▶ _Task brief_
Locate every line of the items below that contains the word "white", and copy each such line in full. Uppercase and lowercase letters count as different.

Dataset records
▬▬▬
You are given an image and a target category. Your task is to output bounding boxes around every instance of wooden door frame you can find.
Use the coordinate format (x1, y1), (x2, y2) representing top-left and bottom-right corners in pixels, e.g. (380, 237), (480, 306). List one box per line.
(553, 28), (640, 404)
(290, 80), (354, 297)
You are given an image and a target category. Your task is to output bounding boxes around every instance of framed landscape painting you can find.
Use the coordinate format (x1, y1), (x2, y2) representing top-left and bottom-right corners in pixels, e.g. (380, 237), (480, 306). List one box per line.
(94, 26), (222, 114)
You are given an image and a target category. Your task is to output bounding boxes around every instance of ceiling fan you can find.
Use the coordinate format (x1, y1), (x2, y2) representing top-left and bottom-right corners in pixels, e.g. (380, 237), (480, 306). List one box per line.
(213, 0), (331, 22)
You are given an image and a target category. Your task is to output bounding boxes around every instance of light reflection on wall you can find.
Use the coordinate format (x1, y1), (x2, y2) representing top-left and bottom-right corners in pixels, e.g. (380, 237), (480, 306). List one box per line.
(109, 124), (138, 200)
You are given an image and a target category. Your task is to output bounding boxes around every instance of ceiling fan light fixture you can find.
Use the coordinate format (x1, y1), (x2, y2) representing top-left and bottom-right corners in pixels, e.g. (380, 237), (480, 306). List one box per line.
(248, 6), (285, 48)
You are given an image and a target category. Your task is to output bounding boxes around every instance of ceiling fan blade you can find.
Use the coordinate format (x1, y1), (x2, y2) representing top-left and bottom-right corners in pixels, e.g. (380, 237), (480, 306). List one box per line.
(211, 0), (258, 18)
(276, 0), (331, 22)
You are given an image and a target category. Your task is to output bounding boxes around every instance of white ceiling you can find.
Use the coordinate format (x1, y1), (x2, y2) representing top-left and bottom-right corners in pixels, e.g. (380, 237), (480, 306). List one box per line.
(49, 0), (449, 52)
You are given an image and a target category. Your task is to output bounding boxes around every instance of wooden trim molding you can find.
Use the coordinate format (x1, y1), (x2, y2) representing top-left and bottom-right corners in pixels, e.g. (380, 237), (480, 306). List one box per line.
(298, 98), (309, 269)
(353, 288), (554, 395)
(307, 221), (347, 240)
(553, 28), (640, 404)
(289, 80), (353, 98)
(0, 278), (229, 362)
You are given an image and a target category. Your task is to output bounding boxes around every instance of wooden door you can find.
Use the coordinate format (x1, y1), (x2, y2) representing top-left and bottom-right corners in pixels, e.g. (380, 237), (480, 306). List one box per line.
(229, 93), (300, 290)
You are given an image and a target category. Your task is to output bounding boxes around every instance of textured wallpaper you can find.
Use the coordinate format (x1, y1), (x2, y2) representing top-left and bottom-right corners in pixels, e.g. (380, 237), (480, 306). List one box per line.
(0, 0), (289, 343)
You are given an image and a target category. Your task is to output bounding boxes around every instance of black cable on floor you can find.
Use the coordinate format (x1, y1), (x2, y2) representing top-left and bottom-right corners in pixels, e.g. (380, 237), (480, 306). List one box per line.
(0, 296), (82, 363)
▬▬▬
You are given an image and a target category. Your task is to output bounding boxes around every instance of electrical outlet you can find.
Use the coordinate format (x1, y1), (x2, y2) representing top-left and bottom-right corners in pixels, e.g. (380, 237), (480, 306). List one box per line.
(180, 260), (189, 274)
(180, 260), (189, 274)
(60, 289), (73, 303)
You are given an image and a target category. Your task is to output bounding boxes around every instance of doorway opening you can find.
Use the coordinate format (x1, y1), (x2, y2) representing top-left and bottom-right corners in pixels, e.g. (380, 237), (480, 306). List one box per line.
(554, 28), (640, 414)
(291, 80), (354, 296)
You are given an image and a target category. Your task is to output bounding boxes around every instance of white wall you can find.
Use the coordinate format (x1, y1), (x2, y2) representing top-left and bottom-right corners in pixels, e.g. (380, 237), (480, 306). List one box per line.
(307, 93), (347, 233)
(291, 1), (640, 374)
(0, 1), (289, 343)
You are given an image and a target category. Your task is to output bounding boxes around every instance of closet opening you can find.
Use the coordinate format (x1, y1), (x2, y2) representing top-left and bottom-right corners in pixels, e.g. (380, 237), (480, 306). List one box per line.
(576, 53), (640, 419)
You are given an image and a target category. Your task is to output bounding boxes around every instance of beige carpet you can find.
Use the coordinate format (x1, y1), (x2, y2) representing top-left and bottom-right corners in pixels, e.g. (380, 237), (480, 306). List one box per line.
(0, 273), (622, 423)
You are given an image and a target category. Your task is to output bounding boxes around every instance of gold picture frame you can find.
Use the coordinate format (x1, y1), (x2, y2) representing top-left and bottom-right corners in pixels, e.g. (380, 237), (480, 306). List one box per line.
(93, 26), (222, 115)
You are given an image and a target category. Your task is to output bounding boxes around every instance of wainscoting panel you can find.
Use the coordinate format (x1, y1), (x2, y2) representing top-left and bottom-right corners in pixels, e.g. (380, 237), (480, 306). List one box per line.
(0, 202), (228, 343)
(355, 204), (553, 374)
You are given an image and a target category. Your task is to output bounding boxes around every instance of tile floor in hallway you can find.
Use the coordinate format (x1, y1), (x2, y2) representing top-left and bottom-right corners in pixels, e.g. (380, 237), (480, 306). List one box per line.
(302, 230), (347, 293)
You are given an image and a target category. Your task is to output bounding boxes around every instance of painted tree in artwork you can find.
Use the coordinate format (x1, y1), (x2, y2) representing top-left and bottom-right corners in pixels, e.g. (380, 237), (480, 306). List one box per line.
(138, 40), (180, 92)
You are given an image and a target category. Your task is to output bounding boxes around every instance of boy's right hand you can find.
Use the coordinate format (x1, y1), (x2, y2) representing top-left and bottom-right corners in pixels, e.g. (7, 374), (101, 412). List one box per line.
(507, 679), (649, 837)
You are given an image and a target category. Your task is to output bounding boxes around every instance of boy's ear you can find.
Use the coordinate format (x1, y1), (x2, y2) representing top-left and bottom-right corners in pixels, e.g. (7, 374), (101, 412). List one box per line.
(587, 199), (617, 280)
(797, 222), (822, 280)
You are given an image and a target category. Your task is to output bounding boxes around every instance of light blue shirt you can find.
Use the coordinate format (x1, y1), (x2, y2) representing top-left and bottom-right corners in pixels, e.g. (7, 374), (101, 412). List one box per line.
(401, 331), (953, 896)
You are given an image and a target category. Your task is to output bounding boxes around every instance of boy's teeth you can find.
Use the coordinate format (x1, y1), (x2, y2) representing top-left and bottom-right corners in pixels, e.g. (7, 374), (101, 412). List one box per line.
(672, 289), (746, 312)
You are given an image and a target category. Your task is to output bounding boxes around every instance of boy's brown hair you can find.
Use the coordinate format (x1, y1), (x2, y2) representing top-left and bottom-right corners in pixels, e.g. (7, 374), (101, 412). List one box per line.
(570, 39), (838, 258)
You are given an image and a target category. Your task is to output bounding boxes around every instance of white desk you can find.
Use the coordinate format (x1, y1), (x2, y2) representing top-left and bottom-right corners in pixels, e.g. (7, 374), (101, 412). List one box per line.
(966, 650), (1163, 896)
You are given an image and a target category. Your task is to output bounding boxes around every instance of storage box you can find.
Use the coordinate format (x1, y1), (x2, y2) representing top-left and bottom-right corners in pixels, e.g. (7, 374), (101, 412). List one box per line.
▬▬▬
▶ _Answer to the problem_
You are given an image and a target category. Your task is to output bounding boxes around every instance of white ceiling you can find.
You are given an image and a target category. Your task is to output bounding boxes around every instance of white wall you can find.
You are given an image and a target category. Your task is to output bounding boxes around every instance of white desk you can find.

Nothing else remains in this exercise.